Document segment:

The Majority-Minority relation between populations is an interesting and important factor in the development and nation-building discourse. It assumes different contours at different times in any country. At present, India is witnessing a transition. The Indian political plane is so volatile that it may overcrowd, eliminate, submerge, or transform the kind of identity assertions that we have been witnessing for the past half a century or so. This paper intends to capture this transitional process through exploring the linguistic majority-minority relations using statistical, economic, social, political and other dimensions including Constitutional, legal, geographical (nation : region), social / religious, ethnic(tribal : non-tribal), etc. Interdependency of these factors is highlighted. My aim in this paper is to find out the rational behind certain binary classifications such as national : regional, social : religious, etc., and unravel the intention of the nation-builders, and the kinds of safeguards provided to the minorities, even as I identify the use or misuse of such provisions by the 'minorities', and ultimately to assess whether this classification or categorization is healthy, and whether this classification has helped the languages and people groups in any significant way.

This paper discovers, analyzes, and describes the relation between the linguistic majority-minority populations, and demonstrates, among other things, that the linguistic relation continually evolves and, in reality, is relative to the socio-political and economic conditions. In addition, the recent processes of globalization, more clearly exemplified in the rise of gigantic multi-national Indian corporations, urbanization, focus on English education, zest for jobs abroad, and the growth of a vast middle class spanning across ethnic and linguistic boundaries are also discussed. These additional processes blunt the focus on the majority-minority relations. This paper also raises the question, as already suggested, whether we can take the categorization of majority-minority as a stable situation, or whether there are other linguistic or religious processes, which could suddenly occupy the center-stage, and change the direction of our discourse.

Request A: In the abstract on linguistic majority-minority relations, list every item that follows the words "more clearly exemplified in".

Stored records:

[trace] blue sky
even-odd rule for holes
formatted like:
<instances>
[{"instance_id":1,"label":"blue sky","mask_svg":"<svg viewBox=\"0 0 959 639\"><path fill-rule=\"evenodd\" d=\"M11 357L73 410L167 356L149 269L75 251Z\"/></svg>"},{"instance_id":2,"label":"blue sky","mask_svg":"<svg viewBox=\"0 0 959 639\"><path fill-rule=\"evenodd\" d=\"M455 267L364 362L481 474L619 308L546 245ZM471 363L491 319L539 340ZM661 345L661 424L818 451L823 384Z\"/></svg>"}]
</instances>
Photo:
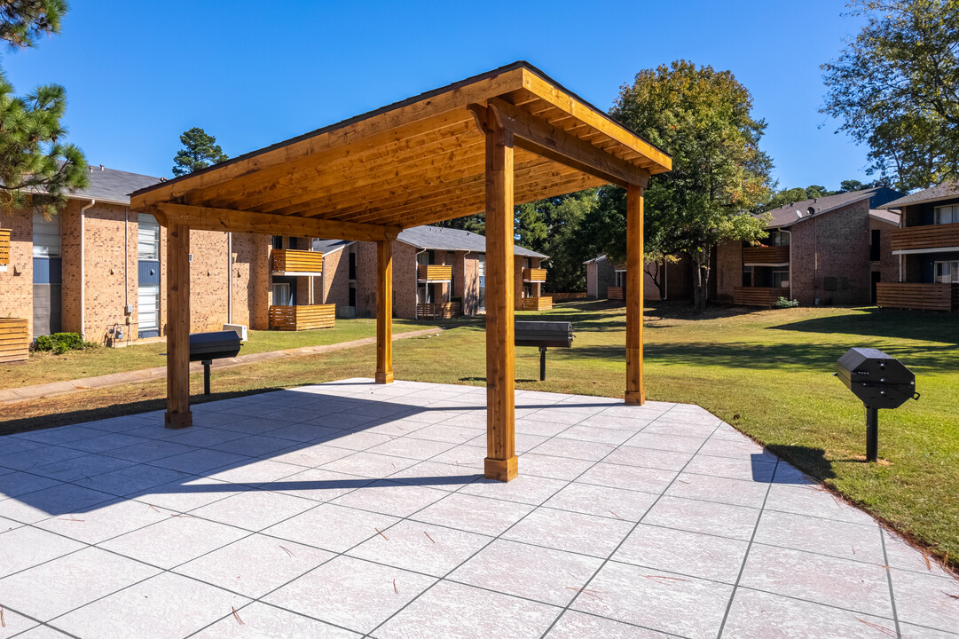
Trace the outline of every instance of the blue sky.
<instances>
[{"instance_id":1,"label":"blue sky","mask_svg":"<svg viewBox=\"0 0 959 639\"><path fill-rule=\"evenodd\" d=\"M838 1L71 5L61 35L3 66L20 93L67 88L91 164L170 176L190 127L238 155L517 59L605 110L641 69L685 58L752 91L781 187L866 179L866 150L818 112L819 65L860 24Z\"/></svg>"}]
</instances>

Request B: Return all the entries under Stored records, line for line and unchanged, but leave out the pictures.

Final answer A:
- the rise of gigantic multi-national Indian corporations
- urbanization
- focus on English education
- zest for jobs abroad
- the growth of a vast middle class spanning across ethnic and linguistic boundaries

Final answer B:
[trace] blue sky
even-odd rule for holes
formatted like:
<instances>
[{"instance_id":1,"label":"blue sky","mask_svg":"<svg viewBox=\"0 0 959 639\"><path fill-rule=\"evenodd\" d=\"M11 357L73 410L167 356L149 269L75 251Z\"/></svg>"},{"instance_id":2,"label":"blue sky","mask_svg":"<svg viewBox=\"0 0 959 639\"><path fill-rule=\"evenodd\" d=\"M455 267L364 362L481 474L619 308L546 245ZM471 363L491 319L539 340ZM661 345L661 424L818 451L823 384Z\"/></svg>"}]
</instances>
Photo:
Trace the outline of every instance of the blue sky.
<instances>
[{"instance_id":1,"label":"blue sky","mask_svg":"<svg viewBox=\"0 0 959 639\"><path fill-rule=\"evenodd\" d=\"M838 1L71 5L61 35L3 66L20 93L67 88L91 164L170 176L190 127L238 155L517 59L605 110L641 69L685 58L752 91L781 187L866 179L866 150L818 112L819 65L860 24Z\"/></svg>"}]
</instances>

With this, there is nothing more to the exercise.